*EXERCISE TASKS*.
a. From the Jira comment on RNG-137, extract everything from "h2. References" down to "28 (2): 165–171.".
b. According to the Jira comment on RNG-137, for which parameter combinations was the Commons Math sampler found to be incorrect?

*TEXT SECTION*.
[jira] [Commented] (RNG-137) Move class from "Commons Math"

Alex Herbert (Jira) Sat, 03 Jul 2021 06:07:04 -0700


    [ 
https://issues.apache.org/jira/browse/RNG-137?page=com.atlassian.jira.plugin.system.issuetabpanels:comment-tabpanel&focusedCommentId=17374011#comment-17374011
 ]

Alex Herbert commented on RNG-137:
----------------------------------

I have re-implemented the StableSampler due to issues in the commons math
version. The version in CM did not have extensive unit tests and when I
investigated further I found the sampler was incorrect for several of the
parameter combinations (alpha=2, alpha != 1). I could not find the reference
provided in the source code for the StableRandomGenerator for the origin of the
formulas. The alpha != 1 formula does not match others I found.
h2. References

Chambers, Mallows & Stuck (1976) "A Method for Simulating Stable Random
Variables". Journal of the American Statistical Association. 71 (354): 340–344.

Weron (1996) "On the Chambers-Mallows-Stuck method for simulating skewed stable
random variables". Statistics & Probability Letters. 28 (2): 165–171.

Nolan (2020) "Univariate Stable Distributions: Models for Heavy Tailed Data".
Springer Series in Operations Research and Financial Engineering. Springer.

*RECORD EXTRACTS*.
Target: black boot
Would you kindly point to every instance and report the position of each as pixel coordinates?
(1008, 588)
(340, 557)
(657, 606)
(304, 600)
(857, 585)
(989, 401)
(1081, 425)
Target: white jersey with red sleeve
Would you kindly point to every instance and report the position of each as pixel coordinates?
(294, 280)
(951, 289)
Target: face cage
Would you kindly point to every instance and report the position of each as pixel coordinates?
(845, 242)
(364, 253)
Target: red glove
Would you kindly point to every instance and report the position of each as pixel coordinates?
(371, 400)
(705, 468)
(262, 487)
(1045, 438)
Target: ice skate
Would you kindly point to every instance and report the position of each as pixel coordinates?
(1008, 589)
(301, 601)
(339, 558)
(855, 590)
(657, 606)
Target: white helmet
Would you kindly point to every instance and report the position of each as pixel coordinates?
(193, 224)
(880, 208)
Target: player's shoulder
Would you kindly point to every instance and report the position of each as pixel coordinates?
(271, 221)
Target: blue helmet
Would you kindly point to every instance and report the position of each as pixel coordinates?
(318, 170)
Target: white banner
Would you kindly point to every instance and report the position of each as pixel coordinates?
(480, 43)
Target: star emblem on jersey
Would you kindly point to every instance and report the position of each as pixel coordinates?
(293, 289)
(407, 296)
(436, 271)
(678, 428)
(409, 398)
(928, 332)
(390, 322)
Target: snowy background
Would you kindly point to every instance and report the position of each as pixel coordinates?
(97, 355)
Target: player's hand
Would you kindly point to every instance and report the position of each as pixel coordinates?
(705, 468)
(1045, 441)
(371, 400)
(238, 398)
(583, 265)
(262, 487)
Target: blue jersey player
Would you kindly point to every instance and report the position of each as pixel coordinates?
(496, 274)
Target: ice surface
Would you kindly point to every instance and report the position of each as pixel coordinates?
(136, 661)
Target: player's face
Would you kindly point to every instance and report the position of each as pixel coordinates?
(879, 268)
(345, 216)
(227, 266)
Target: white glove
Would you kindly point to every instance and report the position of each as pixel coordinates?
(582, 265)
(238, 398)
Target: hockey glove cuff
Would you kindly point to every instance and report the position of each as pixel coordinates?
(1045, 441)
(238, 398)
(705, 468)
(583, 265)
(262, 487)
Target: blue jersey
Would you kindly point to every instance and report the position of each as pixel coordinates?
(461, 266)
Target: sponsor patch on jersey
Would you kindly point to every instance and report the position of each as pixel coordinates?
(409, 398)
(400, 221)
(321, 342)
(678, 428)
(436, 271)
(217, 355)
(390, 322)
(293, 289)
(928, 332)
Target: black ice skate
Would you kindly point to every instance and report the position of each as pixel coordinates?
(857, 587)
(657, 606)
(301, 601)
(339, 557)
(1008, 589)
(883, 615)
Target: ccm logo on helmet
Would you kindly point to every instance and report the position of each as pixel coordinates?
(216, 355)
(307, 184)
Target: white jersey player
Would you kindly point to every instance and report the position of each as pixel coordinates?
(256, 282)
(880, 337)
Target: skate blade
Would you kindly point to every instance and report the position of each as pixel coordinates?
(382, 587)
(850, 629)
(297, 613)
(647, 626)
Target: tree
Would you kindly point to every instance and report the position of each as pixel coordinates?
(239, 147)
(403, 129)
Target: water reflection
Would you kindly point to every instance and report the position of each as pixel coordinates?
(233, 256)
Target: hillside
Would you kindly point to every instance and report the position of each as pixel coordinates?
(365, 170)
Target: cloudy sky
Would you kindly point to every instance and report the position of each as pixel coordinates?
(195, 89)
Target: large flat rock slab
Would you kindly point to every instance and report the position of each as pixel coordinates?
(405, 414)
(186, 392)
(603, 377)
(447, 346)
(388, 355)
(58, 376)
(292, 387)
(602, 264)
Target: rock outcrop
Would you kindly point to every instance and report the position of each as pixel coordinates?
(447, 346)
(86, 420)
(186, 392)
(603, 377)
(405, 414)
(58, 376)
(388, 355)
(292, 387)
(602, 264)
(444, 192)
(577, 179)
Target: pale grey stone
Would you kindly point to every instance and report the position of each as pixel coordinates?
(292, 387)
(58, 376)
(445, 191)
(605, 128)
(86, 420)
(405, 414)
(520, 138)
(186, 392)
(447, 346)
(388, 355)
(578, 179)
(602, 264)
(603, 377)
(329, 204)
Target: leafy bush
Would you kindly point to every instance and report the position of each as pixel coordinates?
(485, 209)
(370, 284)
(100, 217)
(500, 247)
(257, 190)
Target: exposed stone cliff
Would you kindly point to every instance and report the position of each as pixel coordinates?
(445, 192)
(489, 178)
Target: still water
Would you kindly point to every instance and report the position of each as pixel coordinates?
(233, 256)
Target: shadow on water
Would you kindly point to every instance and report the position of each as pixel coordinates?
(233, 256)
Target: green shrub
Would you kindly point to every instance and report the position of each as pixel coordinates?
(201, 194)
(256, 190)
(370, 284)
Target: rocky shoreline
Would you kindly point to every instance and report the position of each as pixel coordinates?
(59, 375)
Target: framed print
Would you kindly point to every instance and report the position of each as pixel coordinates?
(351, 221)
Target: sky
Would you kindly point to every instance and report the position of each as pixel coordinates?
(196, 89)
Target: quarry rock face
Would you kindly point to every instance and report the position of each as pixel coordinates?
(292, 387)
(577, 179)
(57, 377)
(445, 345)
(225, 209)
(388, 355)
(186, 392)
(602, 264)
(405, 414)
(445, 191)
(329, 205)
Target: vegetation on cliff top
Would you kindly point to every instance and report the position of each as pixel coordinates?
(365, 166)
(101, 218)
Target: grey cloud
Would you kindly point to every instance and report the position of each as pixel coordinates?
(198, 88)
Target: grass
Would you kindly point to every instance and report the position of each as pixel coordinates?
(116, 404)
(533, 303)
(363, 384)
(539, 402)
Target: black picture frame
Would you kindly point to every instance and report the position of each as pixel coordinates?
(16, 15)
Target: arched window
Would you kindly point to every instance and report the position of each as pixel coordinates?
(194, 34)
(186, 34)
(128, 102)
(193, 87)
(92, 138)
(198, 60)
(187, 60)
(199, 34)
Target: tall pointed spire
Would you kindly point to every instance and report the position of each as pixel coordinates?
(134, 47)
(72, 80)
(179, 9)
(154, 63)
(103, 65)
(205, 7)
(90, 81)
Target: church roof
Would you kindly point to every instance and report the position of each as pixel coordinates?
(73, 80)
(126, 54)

*PER-TASK ANSWERS*.
a.
h2. References

Chambers, Mallows & Stuck (1976) "A Method for Simulating Stable Random
Variables". Journal of the American Statistical Association. 71 (354): 340–344.

Weron (1996) "On the Chambers-Mallows-Stuck method for simulating skewed stable
random variables". Statistics & Probability Letters. 28 (2): 165–171.

b. It was incorrect for alpha=2 and alpha != 1.